═══ Material to process
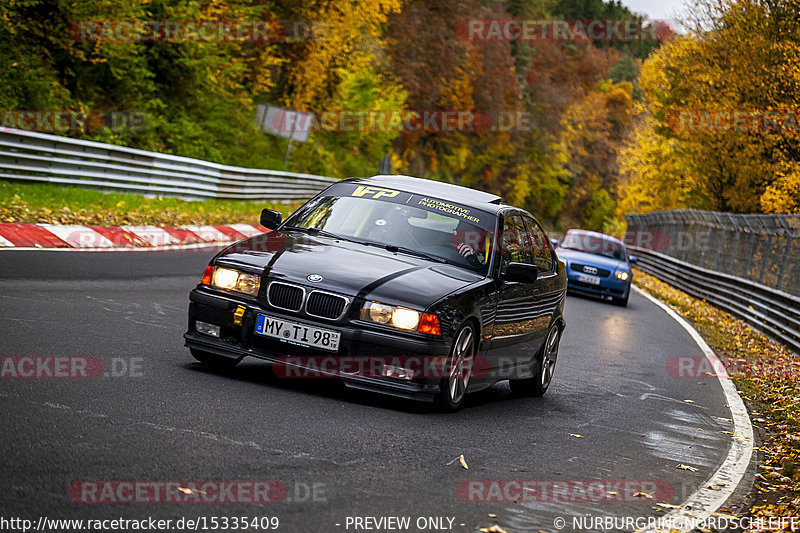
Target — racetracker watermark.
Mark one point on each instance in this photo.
(403, 120)
(109, 492)
(69, 367)
(565, 30)
(386, 366)
(564, 491)
(67, 121)
(718, 121)
(204, 31)
(715, 522)
(699, 367)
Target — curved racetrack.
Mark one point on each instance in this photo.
(368, 455)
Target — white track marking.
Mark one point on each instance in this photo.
(702, 503)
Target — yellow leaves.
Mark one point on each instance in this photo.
(461, 460)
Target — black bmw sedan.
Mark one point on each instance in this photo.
(401, 285)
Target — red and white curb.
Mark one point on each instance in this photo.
(114, 238)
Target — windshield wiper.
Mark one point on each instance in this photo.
(317, 231)
(390, 247)
(409, 251)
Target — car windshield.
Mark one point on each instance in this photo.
(403, 222)
(593, 244)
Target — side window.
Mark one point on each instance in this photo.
(542, 257)
(515, 244)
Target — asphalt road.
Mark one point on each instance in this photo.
(159, 415)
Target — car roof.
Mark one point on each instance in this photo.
(596, 234)
(444, 191)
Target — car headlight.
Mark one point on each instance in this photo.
(400, 317)
(235, 280)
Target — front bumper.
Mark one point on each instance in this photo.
(608, 287)
(237, 341)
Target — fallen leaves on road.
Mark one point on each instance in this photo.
(494, 529)
(460, 459)
(767, 376)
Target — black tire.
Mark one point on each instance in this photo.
(545, 363)
(453, 388)
(215, 361)
(622, 302)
══════
What needs to be done — Repeat the lines of the listing above word for word, from the first to the last, without the pictures.

Worked solution —
Target — racetracker watermark.
Mark one point on each instance in this photo.
(403, 120)
(109, 492)
(69, 367)
(565, 30)
(386, 366)
(564, 491)
(67, 121)
(718, 121)
(204, 31)
(715, 522)
(699, 367)
Target — curved racetrack.
Mark one point on each instance in this photo.
(368, 455)
Target — white track marking.
Mark one point on each instance in this photo.
(702, 503)
Target — yellow leaves.
Mark one point on each instance in this photo.
(461, 460)
Target — black bmw sedan.
Mark one point on each instance in this photo.
(401, 285)
Target — red and white curb.
Mark one point on each instance in this photo.
(114, 238)
Target — windshield wiper.
Mark one point on each instance in this photo.
(317, 231)
(390, 247)
(409, 251)
Target — car windshield.
Mark one point on each instance in this photo.
(403, 222)
(593, 244)
Target — side window.
Mark one point on each instance in this photo.
(542, 257)
(515, 244)
Target — asphalt road.
Mark one point on each instance in this photo.
(159, 415)
Target — car roof.
Mark one point on each instance in this photo.
(596, 234)
(444, 191)
Target — car headlight.
Mark one point on each instance in this photo.
(400, 317)
(235, 280)
Target — front bumper.
Mark one point on each instance in this photo.
(608, 287)
(237, 341)
Target — fallen leaves on road.
Mark one point on each instance in this photo.
(494, 529)
(460, 459)
(767, 376)
Target — black tire.
Mark one point on each instance in this photo.
(545, 363)
(453, 388)
(215, 361)
(622, 302)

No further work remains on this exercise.